Task → Reproduce all entries precisely, down to the last character.

Stored records →
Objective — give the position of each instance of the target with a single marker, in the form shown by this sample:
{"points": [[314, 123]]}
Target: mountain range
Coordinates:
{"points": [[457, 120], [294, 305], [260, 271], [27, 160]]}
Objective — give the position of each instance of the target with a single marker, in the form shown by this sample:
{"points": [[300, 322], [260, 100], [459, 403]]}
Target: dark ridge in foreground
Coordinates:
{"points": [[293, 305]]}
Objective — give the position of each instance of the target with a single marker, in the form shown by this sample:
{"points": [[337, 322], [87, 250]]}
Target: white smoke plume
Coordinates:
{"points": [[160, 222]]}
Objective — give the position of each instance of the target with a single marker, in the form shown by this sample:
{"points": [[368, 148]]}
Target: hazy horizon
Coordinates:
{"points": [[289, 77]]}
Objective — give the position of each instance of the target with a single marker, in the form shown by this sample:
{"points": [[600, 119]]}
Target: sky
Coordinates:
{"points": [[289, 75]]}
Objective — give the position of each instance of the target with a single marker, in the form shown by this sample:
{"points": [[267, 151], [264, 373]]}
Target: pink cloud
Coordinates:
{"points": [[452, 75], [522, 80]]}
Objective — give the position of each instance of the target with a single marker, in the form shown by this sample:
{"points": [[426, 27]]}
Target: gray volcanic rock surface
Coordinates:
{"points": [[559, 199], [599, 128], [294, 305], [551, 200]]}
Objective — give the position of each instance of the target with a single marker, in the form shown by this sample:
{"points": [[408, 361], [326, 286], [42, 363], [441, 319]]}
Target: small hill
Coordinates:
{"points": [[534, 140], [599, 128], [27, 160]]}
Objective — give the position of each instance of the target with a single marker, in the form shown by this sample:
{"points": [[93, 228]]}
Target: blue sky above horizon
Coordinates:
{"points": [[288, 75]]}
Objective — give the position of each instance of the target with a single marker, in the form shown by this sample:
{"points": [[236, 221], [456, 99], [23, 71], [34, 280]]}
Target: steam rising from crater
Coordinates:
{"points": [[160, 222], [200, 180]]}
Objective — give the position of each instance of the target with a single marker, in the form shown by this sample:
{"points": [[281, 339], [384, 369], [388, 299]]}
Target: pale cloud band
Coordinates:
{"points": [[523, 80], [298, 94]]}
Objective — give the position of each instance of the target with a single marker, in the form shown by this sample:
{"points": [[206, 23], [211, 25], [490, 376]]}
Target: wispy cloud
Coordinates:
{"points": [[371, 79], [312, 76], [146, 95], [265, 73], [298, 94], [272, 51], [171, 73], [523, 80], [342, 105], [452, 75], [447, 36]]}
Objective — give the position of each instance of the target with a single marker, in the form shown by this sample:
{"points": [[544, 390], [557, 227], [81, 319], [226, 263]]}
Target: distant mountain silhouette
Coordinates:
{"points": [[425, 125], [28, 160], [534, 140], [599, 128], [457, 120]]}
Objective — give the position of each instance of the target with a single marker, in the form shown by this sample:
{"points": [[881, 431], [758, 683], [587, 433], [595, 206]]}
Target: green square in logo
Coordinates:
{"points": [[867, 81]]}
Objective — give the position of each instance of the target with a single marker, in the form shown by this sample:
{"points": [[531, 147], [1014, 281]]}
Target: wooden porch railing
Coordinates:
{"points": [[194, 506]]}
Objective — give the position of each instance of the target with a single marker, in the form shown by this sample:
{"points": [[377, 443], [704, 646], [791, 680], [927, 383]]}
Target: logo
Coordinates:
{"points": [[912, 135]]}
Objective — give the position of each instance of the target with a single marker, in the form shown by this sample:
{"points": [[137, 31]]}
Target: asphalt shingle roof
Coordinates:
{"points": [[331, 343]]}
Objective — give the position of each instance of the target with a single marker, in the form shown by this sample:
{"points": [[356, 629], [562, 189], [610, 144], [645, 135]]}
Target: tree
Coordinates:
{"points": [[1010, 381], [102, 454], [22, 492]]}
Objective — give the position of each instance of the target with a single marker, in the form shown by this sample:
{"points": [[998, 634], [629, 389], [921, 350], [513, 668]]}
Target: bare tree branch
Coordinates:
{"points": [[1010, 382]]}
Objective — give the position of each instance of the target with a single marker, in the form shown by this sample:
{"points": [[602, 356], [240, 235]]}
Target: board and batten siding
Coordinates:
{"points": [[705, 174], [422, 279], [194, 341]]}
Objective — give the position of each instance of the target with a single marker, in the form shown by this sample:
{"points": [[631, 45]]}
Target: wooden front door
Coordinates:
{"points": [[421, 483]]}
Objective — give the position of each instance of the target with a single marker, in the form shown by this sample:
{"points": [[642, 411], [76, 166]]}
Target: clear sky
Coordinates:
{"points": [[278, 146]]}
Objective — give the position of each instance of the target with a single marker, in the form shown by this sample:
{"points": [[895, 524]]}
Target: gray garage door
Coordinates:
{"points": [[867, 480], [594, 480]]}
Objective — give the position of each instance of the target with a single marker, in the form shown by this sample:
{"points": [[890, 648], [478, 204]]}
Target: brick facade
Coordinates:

Result of this task →
Objective — give the position of each instance of the target with a single marker, in the form shown by this sample:
{"points": [[314, 123]]}
Target: mountain range
Coordinates:
{"points": [[457, 120], [294, 305], [260, 271], [27, 160]]}
Objective — give the position of each instance of the target with a single marker, in the form shown by this sample:
{"points": [[300, 322], [260, 100], [459, 403]]}
Target: dark ridge in foreground
Coordinates:
{"points": [[293, 305]]}
Objective — give the position of each instance of the target with a single marker, in the form shown by this sample:
{"points": [[337, 322], [87, 250]]}
Target: white smoke plume
Coordinates:
{"points": [[160, 222]]}
Objective — give the position of each instance of the target with a single marker, in the form shown by this sample:
{"points": [[368, 148]]}
Target: hazy horizon
Coordinates:
{"points": [[289, 77]]}
Objective — give the position of each instance of the target with a single marker, in the form shown by this sample:
{"points": [[600, 119]]}
Target: sky
Coordinates:
{"points": [[289, 75]]}
Objective — give the position of each instance of the target with a single marker, in the form shown by this sample:
{"points": [[267, 151], [264, 373]]}
Target: pink cloud
Coordinates:
{"points": [[452, 75], [522, 80]]}
Objective — give the position of each instance of the target with a single marker, in the form shown by this sample:
{"points": [[426, 27]]}
Target: gray volcanic rock surface
Coordinates:
{"points": [[559, 199], [599, 128], [294, 305], [551, 200]]}
Objective — give the position of each instance of the target with a single marker, in the form shown by this sample:
{"points": [[408, 361], [326, 286], [42, 363], [441, 319]]}
Target: small hill
Coordinates:
{"points": [[534, 140], [599, 128], [27, 160]]}
Objective — give the position of each instance of the target with a single marker, in the form shown by this sample:
{"points": [[93, 228]]}
Target: blue sky above horizon
Coordinates:
{"points": [[288, 75]]}
Objective — give the position of each instance of the target with a single marker, in the form shown by this sample:
{"points": [[236, 221], [456, 99], [23, 71], [34, 280]]}
Target: steam rising from crater
Coordinates:
{"points": [[160, 222], [200, 180]]}
Objective — give the position of each instance of the target with a single marker, in the form shown by this sample:
{"points": [[281, 339], [384, 369], [388, 299]]}
Target: pale cloud band
Coordinates:
{"points": [[523, 80], [298, 94]]}
Objective — give the position of each instance of the target with a single marker, in the form shown by this sample:
{"points": [[206, 23], [211, 25], [490, 376]]}
Target: wispy cloud
Coordinates:
{"points": [[371, 79], [312, 76], [146, 95], [265, 73], [298, 94], [272, 51], [171, 73], [523, 80], [342, 105], [452, 75], [447, 36]]}
Objective — give the position of each instance of the target with a single marker, in the form shown by this sample:
{"points": [[544, 390], [557, 227], [81, 319], [226, 263]]}
Target: distant mountain silhouette
Coordinates:
{"points": [[425, 125], [28, 160], [534, 140], [599, 128], [457, 120]]}
Objective — give the position of each instance of the target with a single marker, in the form shown by this sample:
{"points": [[881, 431], [758, 683], [587, 433], [595, 206]]}
Target: green square in logo
Coordinates:
{"points": [[867, 81]]}
Objective — give the position of each instance of the target with a single marker, in the form shown by this sample:
{"points": [[531, 147], [1014, 281]]}
Target: wooden porch railing
Coordinates:
{"points": [[194, 506]]}
Objective — give the position of each instance of the target with a single marker, in the form shown by this sample:
{"points": [[377, 443], [704, 646], [791, 680], [927, 383]]}
Target: logo
Coordinates:
{"points": [[912, 135]]}
Objective — give the position of each instance of the target with a single marker, in the form shown by this sample:
{"points": [[137, 31]]}
Target: asphalt shingle roof
Coordinates:
{"points": [[331, 343]]}
Objective — give the position of each instance of the target with a single marker, in the form shown by this sample:
{"points": [[356, 629], [562, 189], [610, 144], [645, 135]]}
Target: tree
Coordinates:
{"points": [[1010, 381], [102, 454], [22, 492]]}
Objective — give the position of each instance of the target with a single marker, in the form shown by this sample:
{"points": [[998, 634], [629, 389], [921, 350], [513, 668]]}
Target: bare tree branch
Coordinates:
{"points": [[1010, 382]]}
Objective — give the position of each instance of the target with a single marker, in the form shown by this sample:
{"points": [[602, 356], [240, 235]]}
Target: board and batten siding
Coordinates:
{"points": [[705, 174], [422, 279], [194, 341]]}
Objective — give the position of each instance of the target with a single marker, in the form shown by this sample:
{"points": [[631, 45]]}
Target: wooden front door
Coordinates:
{"points": [[421, 483]]}
Objective — give the position of each instance of the target with a single marker, in the form shown by this sample:
{"points": [[642, 411], [76, 166]]}
Target: clear sky
Coordinates:
{"points": [[278, 146]]}
Objective — give the position of each instance of the target with a single marker, in the form shown by this sample:
{"points": [[895, 524]]}
Target: gray garage door
Coordinates:
{"points": [[867, 480], [594, 480]]}
Objective — give the position of each instance of the target with a single marker, in the form shown by this sample:
{"points": [[890, 648], [478, 204]]}
Target: brick facade
Coordinates:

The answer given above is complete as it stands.